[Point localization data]
------
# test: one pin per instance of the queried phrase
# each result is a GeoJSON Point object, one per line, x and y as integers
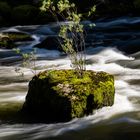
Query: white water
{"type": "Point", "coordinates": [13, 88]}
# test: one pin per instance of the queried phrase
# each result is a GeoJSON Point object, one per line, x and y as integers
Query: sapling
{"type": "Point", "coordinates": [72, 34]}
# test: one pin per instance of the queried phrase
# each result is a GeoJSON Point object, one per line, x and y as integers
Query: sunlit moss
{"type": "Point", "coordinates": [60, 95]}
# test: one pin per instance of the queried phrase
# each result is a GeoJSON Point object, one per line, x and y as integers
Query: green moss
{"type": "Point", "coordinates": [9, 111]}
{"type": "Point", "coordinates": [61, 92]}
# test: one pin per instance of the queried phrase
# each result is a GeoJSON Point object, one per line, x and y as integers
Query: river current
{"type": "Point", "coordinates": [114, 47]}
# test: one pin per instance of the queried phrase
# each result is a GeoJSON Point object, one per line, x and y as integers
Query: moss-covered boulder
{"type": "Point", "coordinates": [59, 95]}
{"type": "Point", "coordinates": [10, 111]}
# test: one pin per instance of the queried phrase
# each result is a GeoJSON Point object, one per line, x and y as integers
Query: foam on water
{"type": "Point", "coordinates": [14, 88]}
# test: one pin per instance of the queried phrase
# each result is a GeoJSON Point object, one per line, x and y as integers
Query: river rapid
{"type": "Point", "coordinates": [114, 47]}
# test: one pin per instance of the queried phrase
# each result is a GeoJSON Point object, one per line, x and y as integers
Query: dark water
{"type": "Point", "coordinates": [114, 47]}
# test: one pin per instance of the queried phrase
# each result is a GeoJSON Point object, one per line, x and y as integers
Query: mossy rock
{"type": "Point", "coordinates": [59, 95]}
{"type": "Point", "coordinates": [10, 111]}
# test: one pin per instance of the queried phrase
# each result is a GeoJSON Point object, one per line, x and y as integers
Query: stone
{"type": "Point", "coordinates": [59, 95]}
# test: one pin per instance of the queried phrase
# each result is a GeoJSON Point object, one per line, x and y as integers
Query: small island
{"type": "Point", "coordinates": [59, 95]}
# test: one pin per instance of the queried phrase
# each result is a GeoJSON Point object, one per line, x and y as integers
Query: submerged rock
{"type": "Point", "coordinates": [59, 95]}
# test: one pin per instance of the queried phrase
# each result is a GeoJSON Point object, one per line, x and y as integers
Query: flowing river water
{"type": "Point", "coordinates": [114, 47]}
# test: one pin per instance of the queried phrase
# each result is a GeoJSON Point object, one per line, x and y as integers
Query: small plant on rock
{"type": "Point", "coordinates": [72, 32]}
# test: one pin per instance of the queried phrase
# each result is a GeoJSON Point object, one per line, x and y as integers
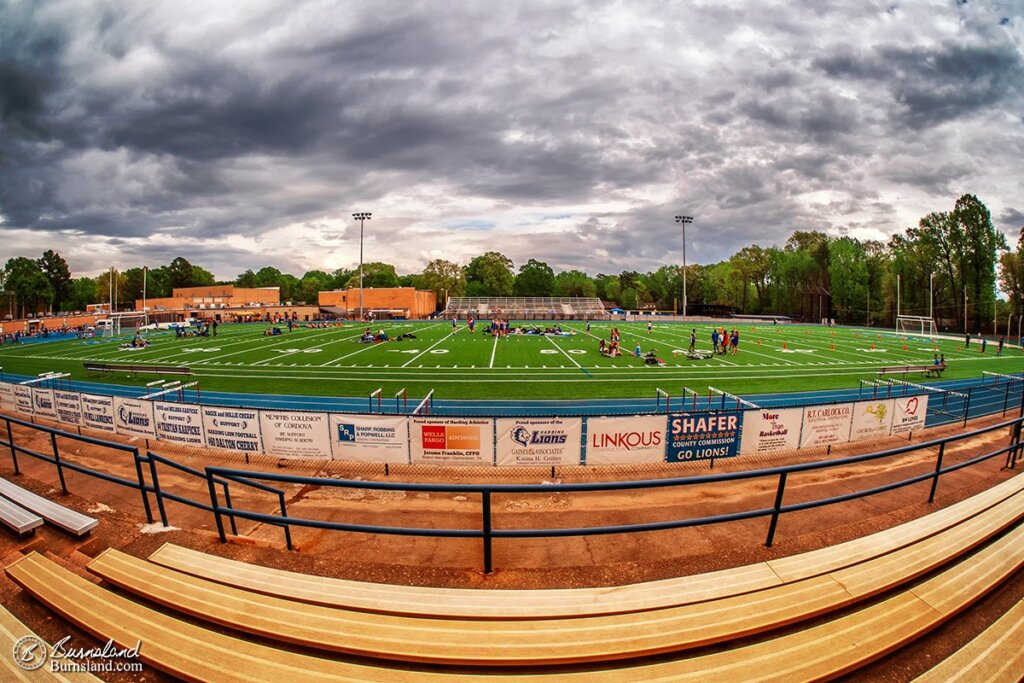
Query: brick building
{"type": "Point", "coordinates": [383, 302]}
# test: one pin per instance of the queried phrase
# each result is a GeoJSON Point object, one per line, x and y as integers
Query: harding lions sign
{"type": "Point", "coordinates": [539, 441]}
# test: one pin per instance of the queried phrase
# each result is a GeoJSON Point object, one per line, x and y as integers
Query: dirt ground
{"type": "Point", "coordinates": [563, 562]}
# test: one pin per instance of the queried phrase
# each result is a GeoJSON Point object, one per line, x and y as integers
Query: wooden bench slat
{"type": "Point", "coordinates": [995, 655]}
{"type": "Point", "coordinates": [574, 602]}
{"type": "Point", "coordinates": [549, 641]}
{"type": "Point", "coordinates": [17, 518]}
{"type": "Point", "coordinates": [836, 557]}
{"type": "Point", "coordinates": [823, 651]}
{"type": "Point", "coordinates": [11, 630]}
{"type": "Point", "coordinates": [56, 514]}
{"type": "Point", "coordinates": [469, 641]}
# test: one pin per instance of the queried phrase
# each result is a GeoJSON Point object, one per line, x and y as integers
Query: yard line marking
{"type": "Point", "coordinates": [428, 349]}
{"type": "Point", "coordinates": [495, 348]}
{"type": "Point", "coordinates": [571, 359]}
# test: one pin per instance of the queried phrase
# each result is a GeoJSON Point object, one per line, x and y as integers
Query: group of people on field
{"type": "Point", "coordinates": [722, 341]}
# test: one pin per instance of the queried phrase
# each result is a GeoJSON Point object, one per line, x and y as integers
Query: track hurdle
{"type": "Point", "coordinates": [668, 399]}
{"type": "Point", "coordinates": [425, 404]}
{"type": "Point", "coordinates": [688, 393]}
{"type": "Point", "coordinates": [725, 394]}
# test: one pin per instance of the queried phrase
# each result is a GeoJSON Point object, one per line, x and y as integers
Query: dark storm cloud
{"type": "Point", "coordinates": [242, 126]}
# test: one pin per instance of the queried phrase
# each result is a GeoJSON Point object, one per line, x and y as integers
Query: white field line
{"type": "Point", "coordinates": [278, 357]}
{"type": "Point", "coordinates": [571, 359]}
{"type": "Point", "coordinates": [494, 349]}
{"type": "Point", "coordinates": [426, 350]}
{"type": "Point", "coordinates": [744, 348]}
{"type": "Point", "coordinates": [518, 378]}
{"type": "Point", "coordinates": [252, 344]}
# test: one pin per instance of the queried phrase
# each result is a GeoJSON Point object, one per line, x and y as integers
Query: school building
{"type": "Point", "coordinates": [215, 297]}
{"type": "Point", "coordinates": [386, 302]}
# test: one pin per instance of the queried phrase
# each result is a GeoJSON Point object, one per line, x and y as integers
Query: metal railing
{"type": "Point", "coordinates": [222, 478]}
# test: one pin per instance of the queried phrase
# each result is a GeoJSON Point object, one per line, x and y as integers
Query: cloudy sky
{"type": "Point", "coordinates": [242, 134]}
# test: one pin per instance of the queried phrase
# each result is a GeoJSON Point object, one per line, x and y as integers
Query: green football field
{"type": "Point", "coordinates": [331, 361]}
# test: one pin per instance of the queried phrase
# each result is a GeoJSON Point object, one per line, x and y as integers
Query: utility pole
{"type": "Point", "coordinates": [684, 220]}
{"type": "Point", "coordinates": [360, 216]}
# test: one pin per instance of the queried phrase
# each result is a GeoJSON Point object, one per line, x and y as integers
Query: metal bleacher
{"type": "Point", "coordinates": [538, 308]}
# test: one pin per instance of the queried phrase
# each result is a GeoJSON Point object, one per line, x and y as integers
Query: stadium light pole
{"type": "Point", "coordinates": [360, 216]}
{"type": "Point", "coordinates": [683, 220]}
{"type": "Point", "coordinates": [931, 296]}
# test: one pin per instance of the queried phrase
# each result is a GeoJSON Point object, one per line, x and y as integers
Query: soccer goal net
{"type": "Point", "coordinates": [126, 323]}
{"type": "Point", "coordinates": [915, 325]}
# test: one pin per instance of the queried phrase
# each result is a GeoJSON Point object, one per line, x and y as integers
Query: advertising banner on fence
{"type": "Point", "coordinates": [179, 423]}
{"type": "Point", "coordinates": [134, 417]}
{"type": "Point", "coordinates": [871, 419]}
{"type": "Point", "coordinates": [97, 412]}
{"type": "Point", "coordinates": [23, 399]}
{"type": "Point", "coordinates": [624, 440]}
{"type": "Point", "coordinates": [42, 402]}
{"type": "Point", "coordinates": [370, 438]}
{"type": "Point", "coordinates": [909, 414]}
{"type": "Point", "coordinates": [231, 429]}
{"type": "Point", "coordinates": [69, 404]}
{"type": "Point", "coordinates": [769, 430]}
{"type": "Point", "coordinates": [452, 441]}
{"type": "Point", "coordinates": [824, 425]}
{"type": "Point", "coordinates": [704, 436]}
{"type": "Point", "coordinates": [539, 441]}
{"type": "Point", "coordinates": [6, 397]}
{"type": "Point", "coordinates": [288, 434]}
------
* _EXERCISE_:
Output a faithful copy of the data, with each picture left out.

* _EXERCISE OUTPUT_:
# test: one pin per instance of the queried phrase
# each result is a GeoJSON Point object, one per line, x and y as integers
Query: white water
{"type": "Point", "coordinates": [13, 88]}
# test: one pin per instance of the queried phrase
# each result is a GeoJSON Point object, one per line, x and y as integers
Query: sapling
{"type": "Point", "coordinates": [72, 34]}
# test: one pin per instance of the queried phrase
# each result is a GeoJSON Point object, one per line, x and y as integers
Query: sunlit moss
{"type": "Point", "coordinates": [60, 95]}
# test: one pin per instance of the queried phrase
# each result is a GeoJSON Point object, one per line, x and y as integers
Query: green moss
{"type": "Point", "coordinates": [9, 111]}
{"type": "Point", "coordinates": [61, 92]}
# test: one pin per instance of the queried phrase
# each result is a GeoJSON Point object, one per line, x and y as integers
Query: river current
{"type": "Point", "coordinates": [114, 47]}
# test: one pin per instance of the queried phrase
# each result is a GeoJSON Point object, one per line, x and y as integers
Query: moss-covered boulder
{"type": "Point", "coordinates": [59, 95]}
{"type": "Point", "coordinates": [10, 111]}
# test: one pin per instance of the queried phrase
# each result is a GeoJSON Point object, one per line, x and y as integers
Query: foam on water
{"type": "Point", "coordinates": [14, 88]}
# test: one pin per instance of the queried phrase
# each result is a GeoJSON Point object, one per line, x and y as integers
Query: river rapid
{"type": "Point", "coordinates": [114, 47]}
# test: one pin per instance of the queried phrase
# each result is a GeoJSON Point object, one per line, x and y as integers
Query: dark water
{"type": "Point", "coordinates": [114, 47]}
# test: one pin per instance of the queried phrase
# each result is a GeoJSON Point object, one per line, x and y as integers
Query: mossy rock
{"type": "Point", "coordinates": [59, 95]}
{"type": "Point", "coordinates": [10, 111]}
# test: one pin per instance of the queried phrase
# each result is a GeoJSON Point object, one per line, x and y as integers
Query: stone
{"type": "Point", "coordinates": [59, 95]}
# test: one pin per instance of the queried phrase
# each result is a GeoJSON Point object, one per line, x and y as integers
Query: small island
{"type": "Point", "coordinates": [59, 95]}
# test: one pin per instance of the queried phrase
# each result is a GeoJSON Point object, one per line, x and y as integers
Query: submerged rock
{"type": "Point", "coordinates": [59, 95]}
# test: one pin per instance of the queried phrase
# each result is a GeoJSON Point object, one per line, x and y as integers
Query: flowing river water
{"type": "Point", "coordinates": [114, 47]}
# test: one pin per instance of the queried phrase
# each result is a GeoJSON Point object, one per line, x and y as integers
Query: small plant on rock
{"type": "Point", "coordinates": [72, 32]}
# test: one pin per instance of the queried phrase
# each result is a GeoJSON Point object, one per line, x and y as integers
Query: brick building
{"type": "Point", "coordinates": [383, 302]}
# test: one pin per instance of the queried phrase
# each result is a GeoJSON Point object, one per line, x and y as integers
Query: harding lions sign
{"type": "Point", "coordinates": [539, 441]}
# test: one pin per instance of the queried phrase
# each result is a GeoJSON Point object, one per line, x and y as integers
Query: dirt ground
{"type": "Point", "coordinates": [563, 562]}
# test: one pin per instance of the queried phrase
# each result is a GeoJSON Point object, one per line, x and y as integers
Query: wooden bench slat
{"type": "Point", "coordinates": [995, 655]}
{"type": "Point", "coordinates": [574, 602]}
{"type": "Point", "coordinates": [549, 641]}
{"type": "Point", "coordinates": [17, 518]}
{"type": "Point", "coordinates": [836, 557]}
{"type": "Point", "coordinates": [823, 651]}
{"type": "Point", "coordinates": [11, 630]}
{"type": "Point", "coordinates": [56, 514]}
{"type": "Point", "coordinates": [469, 641]}
# test: one pin per instance of the queried phrase
# each result is a GeoJSON Point object, one per line, x and y as integers
Query: yard line marking
{"type": "Point", "coordinates": [428, 349]}
{"type": "Point", "coordinates": [495, 348]}
{"type": "Point", "coordinates": [571, 359]}
# test: one pin per instance of the queried phrase
# each result is a GeoJSON Point object, one per line, x and y as integers
Query: group of people on field
{"type": "Point", "coordinates": [722, 341]}
# test: one pin per instance of the queried phrase
# each result is a GeoJSON Point object, one per line, x and y as integers
Query: track hurdle
{"type": "Point", "coordinates": [668, 399]}
{"type": "Point", "coordinates": [425, 404]}
{"type": "Point", "coordinates": [688, 393]}
{"type": "Point", "coordinates": [725, 394]}
# test: one pin per instance of the queried phrase
# each result is a GeoJSON Point object, one per line, x and y as integers
Query: dark storm cloud
{"type": "Point", "coordinates": [242, 126]}
# test: one pin per instance of the queried phrase
# each result is a GeoJSON Point object, one per line, x and y as integers
Query: white field line
{"type": "Point", "coordinates": [278, 357]}
{"type": "Point", "coordinates": [571, 359]}
{"type": "Point", "coordinates": [494, 349]}
{"type": "Point", "coordinates": [426, 350]}
{"type": "Point", "coordinates": [744, 348]}
{"type": "Point", "coordinates": [518, 378]}
{"type": "Point", "coordinates": [252, 344]}
# test: one pin per instance of the queried phrase
# each result is a GeoJSON Point object, one per line, x and y as integers
Query: school building
{"type": "Point", "coordinates": [215, 297]}
{"type": "Point", "coordinates": [386, 302]}
# test: one pin per instance of the queried phrase
# each result is a GeoJSON Point object, one per line, x and y as integers
Query: metal railing
{"type": "Point", "coordinates": [222, 478]}
# test: one pin per instance of the queried phrase
# each result is a GeoJSON Point object, one per line, x and y as integers
Query: cloudy sky
{"type": "Point", "coordinates": [242, 134]}
# test: one pin per instance of the queried phrase
# each result is a GeoJSON Point object, one per line, x and y as integers
Query: green football field
{"type": "Point", "coordinates": [331, 361]}
# test: one pin per instance of the queried phrase
# each result is a GeoJSON Point object, one per line, x and y as integers
Query: utility pole
{"type": "Point", "coordinates": [684, 220]}
{"type": "Point", "coordinates": [360, 216]}
# test: one pin per instance of the queried phrase
# each result is a GeoJSON Point object, one per line, x and y as integers
Query: metal bleacher
{"type": "Point", "coordinates": [538, 308]}
# test: one pin per instance of the queried phrase
# each result is a GeoJSON Point object, one per line, x and y as integers
Query: stadium light pole
{"type": "Point", "coordinates": [360, 216]}
{"type": "Point", "coordinates": [683, 220]}
{"type": "Point", "coordinates": [931, 296]}
# test: one pin per instance of the queried phrase
# each result is a GeoJSON Point object, one per line, x and y as integers
Query: soccer goal net
{"type": "Point", "coordinates": [126, 323]}
{"type": "Point", "coordinates": [915, 325]}
# test: one pin per instance of the queried phrase
# each result is a GeoJSON Point object, one per line, x and y as integers
Query: advertising banner on fence
{"type": "Point", "coordinates": [179, 423]}
{"type": "Point", "coordinates": [134, 417]}
{"type": "Point", "coordinates": [871, 419]}
{"type": "Point", "coordinates": [97, 412]}
{"type": "Point", "coordinates": [23, 399]}
{"type": "Point", "coordinates": [624, 440]}
{"type": "Point", "coordinates": [42, 402]}
{"type": "Point", "coordinates": [370, 438]}
{"type": "Point", "coordinates": [909, 414]}
{"type": "Point", "coordinates": [231, 429]}
{"type": "Point", "coordinates": [69, 404]}
{"type": "Point", "coordinates": [769, 430]}
{"type": "Point", "coordinates": [452, 441]}
{"type": "Point", "coordinates": [824, 425]}
{"type": "Point", "coordinates": [704, 436]}
{"type": "Point", "coordinates": [539, 441]}
{"type": "Point", "coordinates": [6, 397]}
{"type": "Point", "coordinates": [288, 434]}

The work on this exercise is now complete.